--- Start of Provided data ---

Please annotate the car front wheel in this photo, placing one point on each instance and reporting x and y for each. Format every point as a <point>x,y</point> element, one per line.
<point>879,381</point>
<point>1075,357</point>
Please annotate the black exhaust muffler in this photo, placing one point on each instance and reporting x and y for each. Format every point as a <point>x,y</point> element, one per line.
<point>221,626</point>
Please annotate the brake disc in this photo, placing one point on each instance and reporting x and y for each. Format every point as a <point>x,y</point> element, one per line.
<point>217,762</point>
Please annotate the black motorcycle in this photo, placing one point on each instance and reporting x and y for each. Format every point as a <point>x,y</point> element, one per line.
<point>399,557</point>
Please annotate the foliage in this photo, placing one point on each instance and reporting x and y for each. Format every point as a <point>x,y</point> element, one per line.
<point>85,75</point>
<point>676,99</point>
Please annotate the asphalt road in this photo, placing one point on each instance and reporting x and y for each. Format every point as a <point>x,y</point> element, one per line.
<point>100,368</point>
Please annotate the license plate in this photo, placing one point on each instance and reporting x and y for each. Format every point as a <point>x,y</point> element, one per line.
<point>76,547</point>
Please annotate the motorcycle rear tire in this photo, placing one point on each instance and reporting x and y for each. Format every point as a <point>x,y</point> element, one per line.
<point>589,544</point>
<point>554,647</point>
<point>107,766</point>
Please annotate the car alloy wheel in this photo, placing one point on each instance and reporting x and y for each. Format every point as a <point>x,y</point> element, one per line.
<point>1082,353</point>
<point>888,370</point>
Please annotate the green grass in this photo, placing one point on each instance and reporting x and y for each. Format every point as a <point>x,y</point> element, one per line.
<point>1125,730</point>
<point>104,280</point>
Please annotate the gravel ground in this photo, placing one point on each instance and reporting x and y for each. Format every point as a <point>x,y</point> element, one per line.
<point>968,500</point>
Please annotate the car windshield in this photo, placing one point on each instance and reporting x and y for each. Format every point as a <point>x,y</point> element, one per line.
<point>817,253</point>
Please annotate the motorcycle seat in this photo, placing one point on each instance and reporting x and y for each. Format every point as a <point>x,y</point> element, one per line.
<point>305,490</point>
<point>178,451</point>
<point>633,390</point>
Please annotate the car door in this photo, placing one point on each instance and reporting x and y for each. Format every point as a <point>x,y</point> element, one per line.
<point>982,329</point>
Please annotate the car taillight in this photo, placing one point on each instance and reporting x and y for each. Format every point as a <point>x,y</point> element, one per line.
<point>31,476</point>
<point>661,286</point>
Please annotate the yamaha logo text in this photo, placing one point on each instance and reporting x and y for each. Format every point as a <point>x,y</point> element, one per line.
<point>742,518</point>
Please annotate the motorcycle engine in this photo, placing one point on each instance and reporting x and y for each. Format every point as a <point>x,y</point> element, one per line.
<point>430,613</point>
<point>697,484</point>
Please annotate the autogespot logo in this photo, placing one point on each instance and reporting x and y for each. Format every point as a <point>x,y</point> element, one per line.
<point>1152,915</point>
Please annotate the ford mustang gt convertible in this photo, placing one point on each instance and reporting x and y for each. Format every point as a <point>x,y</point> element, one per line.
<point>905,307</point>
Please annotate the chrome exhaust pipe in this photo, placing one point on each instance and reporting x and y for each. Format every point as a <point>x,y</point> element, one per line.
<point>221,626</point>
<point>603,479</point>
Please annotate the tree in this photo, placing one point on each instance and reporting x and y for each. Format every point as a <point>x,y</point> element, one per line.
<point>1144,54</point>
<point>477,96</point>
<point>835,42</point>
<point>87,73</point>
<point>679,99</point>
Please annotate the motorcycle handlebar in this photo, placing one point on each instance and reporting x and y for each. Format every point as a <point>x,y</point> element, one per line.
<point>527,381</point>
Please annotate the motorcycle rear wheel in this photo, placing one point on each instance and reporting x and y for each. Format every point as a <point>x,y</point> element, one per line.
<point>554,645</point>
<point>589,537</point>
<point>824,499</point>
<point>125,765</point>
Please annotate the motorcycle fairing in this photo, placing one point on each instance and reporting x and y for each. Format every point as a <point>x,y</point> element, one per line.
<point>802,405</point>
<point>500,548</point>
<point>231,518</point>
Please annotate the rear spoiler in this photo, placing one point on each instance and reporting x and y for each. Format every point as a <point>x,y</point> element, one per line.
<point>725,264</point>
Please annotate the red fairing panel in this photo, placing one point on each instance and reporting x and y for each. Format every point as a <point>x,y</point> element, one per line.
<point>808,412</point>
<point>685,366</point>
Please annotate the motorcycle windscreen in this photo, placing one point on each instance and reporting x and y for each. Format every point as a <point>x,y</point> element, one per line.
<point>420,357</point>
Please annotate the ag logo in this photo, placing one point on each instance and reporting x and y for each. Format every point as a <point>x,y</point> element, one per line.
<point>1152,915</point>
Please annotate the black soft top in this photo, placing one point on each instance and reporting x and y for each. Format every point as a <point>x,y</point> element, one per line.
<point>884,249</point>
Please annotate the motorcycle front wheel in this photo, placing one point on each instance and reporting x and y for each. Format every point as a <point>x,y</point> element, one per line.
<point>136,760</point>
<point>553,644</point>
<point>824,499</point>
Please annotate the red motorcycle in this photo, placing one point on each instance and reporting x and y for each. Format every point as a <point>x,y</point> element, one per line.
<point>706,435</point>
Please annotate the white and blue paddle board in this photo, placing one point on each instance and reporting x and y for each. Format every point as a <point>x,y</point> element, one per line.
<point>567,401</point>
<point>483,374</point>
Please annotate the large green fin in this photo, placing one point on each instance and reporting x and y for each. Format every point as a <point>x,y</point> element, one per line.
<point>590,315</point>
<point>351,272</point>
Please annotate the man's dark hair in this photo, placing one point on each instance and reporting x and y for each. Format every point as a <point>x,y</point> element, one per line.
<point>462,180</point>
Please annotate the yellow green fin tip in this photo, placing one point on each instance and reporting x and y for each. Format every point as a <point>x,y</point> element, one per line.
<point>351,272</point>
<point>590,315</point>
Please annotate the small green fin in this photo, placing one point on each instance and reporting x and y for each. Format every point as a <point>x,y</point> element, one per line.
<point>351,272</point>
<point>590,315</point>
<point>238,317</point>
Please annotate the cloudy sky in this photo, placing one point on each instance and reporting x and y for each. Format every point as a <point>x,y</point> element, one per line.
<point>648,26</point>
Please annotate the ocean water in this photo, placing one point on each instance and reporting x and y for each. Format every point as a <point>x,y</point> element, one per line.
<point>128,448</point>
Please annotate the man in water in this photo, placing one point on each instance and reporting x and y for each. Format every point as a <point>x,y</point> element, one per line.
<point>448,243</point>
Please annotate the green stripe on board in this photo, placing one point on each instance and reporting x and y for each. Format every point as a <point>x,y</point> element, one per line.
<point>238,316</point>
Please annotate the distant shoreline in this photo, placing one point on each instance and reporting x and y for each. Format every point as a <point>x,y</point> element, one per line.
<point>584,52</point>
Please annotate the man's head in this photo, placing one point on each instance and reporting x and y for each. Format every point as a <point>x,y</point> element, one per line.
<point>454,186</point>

--- End of Provided data ---
--- Start of Provided data ---

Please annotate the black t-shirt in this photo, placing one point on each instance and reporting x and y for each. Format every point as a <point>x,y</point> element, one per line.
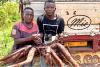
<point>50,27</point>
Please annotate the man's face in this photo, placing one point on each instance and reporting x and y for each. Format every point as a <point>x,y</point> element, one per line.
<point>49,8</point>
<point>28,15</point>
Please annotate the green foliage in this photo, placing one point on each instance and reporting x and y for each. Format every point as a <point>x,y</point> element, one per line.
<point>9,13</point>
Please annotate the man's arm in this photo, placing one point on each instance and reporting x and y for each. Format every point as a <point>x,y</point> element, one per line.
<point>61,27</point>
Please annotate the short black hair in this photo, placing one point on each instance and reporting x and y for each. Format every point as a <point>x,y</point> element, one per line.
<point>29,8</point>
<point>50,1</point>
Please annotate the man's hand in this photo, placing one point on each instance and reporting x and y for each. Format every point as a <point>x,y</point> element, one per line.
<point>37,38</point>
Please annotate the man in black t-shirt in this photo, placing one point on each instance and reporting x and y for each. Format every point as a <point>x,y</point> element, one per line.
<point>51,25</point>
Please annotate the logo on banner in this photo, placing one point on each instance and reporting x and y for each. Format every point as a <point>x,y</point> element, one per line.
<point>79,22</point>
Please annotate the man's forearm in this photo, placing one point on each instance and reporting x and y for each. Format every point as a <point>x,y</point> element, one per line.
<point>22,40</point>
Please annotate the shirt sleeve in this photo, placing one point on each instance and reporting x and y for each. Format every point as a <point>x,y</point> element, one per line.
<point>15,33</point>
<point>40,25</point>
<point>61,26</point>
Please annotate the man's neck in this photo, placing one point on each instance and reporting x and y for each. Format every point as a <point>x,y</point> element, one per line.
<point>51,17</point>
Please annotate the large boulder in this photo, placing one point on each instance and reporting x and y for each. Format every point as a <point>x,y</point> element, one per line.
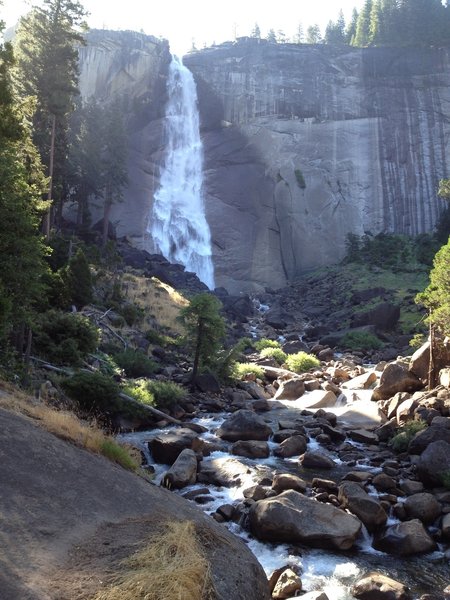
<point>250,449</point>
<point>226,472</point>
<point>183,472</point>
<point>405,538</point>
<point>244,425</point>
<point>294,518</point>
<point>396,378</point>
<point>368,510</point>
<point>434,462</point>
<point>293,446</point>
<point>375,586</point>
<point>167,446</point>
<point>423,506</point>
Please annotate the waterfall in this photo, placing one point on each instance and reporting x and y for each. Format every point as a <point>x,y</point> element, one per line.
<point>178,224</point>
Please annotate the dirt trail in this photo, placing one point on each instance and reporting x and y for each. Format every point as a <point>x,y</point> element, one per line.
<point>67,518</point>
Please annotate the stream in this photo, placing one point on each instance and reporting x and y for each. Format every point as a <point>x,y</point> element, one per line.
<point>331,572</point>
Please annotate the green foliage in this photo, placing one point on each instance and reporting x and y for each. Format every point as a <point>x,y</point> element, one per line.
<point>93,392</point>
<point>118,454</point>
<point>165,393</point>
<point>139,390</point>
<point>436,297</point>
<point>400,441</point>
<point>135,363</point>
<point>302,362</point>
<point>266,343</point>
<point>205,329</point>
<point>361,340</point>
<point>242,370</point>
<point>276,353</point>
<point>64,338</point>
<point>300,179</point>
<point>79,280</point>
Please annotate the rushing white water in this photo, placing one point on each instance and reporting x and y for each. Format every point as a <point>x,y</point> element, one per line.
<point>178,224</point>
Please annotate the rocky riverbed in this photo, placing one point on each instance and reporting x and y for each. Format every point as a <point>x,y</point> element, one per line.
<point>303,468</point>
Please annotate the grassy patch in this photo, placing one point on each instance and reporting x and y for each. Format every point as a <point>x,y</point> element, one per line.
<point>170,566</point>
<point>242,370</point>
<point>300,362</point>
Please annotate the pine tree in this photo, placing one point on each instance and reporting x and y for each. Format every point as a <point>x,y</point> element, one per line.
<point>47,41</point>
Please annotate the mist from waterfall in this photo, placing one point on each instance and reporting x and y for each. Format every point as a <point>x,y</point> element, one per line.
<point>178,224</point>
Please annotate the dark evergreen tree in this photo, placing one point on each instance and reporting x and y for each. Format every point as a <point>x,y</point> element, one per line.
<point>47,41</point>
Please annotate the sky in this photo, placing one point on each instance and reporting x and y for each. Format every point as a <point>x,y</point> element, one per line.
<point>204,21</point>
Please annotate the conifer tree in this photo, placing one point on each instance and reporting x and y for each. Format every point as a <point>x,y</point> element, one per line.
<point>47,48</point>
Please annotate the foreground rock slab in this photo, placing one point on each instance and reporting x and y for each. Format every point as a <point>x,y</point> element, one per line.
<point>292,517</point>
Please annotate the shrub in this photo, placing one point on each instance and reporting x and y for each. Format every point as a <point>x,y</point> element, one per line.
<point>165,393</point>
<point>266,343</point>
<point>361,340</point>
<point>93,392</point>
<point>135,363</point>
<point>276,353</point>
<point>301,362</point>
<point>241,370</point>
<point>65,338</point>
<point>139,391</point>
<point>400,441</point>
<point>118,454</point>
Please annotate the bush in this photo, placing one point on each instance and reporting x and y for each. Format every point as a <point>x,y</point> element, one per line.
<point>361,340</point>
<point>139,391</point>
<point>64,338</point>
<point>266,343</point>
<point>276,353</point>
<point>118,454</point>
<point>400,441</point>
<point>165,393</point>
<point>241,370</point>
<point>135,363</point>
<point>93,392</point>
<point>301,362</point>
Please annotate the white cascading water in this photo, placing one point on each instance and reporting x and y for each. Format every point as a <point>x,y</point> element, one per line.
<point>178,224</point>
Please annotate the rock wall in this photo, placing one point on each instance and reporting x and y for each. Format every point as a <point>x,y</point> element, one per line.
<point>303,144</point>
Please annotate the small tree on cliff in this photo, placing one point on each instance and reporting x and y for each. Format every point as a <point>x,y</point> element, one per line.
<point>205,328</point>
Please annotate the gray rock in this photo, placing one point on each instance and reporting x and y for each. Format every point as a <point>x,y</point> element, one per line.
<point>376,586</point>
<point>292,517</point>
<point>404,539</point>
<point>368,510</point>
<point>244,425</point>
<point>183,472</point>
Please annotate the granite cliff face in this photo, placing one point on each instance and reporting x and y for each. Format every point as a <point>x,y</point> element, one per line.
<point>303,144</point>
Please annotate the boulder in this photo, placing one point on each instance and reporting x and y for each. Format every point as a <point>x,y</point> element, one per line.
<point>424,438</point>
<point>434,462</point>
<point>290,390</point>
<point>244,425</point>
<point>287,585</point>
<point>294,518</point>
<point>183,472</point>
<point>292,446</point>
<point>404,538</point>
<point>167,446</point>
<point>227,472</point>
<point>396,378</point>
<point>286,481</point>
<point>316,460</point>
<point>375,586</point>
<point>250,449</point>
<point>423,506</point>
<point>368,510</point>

--- End of Provided data ---
--- Start of Provided data ---

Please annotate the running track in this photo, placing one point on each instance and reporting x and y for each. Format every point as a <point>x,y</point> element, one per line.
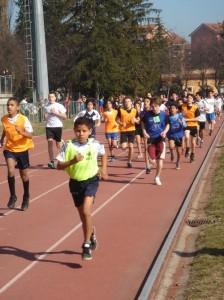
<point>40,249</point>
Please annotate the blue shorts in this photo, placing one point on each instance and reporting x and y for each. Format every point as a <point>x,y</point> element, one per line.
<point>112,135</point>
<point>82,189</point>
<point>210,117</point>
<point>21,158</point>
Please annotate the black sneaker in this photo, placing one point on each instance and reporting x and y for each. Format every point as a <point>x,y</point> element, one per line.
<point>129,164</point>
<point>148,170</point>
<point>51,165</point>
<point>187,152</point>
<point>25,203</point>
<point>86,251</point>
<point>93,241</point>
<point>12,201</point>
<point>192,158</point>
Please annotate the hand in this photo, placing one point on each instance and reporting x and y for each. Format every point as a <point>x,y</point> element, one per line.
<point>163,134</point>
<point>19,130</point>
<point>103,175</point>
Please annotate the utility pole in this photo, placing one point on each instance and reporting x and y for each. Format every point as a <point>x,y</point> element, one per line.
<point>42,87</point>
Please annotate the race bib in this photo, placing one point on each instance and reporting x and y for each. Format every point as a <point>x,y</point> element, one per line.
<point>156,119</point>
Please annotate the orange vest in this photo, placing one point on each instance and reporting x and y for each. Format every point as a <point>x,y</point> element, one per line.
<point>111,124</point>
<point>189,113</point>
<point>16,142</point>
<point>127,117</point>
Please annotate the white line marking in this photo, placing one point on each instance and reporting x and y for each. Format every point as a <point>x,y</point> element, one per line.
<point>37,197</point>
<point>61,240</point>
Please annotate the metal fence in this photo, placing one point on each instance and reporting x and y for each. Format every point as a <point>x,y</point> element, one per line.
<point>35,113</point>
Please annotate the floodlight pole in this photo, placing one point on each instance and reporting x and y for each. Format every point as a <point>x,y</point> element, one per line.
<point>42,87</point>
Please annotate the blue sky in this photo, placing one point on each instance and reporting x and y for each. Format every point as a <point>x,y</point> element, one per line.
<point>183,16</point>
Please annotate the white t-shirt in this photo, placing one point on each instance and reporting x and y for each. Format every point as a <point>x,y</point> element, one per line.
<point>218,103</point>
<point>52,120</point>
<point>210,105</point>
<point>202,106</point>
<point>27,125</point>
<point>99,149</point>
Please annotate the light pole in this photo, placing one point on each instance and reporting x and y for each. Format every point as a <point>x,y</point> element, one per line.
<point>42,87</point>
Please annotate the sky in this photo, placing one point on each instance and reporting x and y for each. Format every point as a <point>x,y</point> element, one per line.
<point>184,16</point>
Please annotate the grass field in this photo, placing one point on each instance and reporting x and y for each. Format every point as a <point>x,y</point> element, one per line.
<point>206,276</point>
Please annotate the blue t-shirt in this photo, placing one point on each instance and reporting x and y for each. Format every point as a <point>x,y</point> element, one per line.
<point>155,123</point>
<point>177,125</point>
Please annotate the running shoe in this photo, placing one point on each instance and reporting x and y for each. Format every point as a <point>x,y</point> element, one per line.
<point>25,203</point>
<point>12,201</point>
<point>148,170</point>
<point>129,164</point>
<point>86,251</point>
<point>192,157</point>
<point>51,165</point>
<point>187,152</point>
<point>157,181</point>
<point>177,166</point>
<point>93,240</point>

--- End of Provided data ---

Directions for this task:
Reproduce the rows starting at the line containing "Please annotate the cloudy" and ending at the line containing "<point>238,316</point>", substituting "white stripe" for "green stripe" and keeping everything else the same. Return only those rows.

Solution:
Please annotate the cloudy sky in this photo, placing one point on each instance and reporting x and y for each. Format every point as a <point>x,y</point> element, one per line.
<point>648,26</point>
Please annotate the ocean water in this photo, placing one point on each instance and reporting x and y for each. Format every point as a <point>x,y</point> element, one per line.
<point>128,448</point>
Please annotate the man in water in this photo, placing one point on each instance and reporting x and y for each. Format every point as a <point>x,y</point> element, one per line.
<point>448,243</point>
Please annotate the white stripe on board in this photo, placing one point on each instance and reporting x and y for each. Format every point as a <point>x,y</point> element, one per line.
<point>238,316</point>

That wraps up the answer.